▸ **Instruction**
Copy verbatim everything in the listing below, from the line containing "Practice step: find the upper" down through the final line of the listing, both included.

▸ **Provided material**
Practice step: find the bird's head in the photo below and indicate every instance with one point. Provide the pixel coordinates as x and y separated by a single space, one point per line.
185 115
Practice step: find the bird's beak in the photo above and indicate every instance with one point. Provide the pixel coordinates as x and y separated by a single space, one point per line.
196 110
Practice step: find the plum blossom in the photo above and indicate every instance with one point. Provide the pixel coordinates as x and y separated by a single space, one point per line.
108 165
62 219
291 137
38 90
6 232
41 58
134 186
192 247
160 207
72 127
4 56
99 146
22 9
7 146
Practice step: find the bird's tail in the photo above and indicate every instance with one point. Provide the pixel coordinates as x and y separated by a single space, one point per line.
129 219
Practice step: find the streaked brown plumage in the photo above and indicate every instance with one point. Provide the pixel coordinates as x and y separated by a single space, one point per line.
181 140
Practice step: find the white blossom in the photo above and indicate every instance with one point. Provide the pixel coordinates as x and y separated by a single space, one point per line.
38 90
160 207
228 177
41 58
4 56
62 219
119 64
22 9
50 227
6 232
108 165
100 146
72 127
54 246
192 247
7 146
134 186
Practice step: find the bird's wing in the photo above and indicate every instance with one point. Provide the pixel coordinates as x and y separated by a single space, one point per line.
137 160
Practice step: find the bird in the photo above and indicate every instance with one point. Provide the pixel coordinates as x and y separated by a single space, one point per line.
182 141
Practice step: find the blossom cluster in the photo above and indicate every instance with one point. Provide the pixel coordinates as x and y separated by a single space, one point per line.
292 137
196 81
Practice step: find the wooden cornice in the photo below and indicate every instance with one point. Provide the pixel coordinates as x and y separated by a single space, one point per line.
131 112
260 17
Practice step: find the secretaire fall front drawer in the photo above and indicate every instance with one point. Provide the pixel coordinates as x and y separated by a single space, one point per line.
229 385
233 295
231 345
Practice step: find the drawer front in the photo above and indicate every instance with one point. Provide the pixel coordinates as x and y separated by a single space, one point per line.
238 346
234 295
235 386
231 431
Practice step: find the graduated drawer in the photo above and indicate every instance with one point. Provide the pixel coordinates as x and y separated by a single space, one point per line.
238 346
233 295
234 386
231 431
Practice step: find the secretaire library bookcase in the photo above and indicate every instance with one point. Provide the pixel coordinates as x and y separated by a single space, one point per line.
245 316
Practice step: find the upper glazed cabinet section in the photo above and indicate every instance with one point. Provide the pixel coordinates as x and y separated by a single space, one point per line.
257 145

▸ **Result of this exercise**
Practice step: find the upper glazed cabinet section in the photo above and indicate every instance with one point. Provide the pixel coordinates as x and y separated by a single space, one point per line.
257 145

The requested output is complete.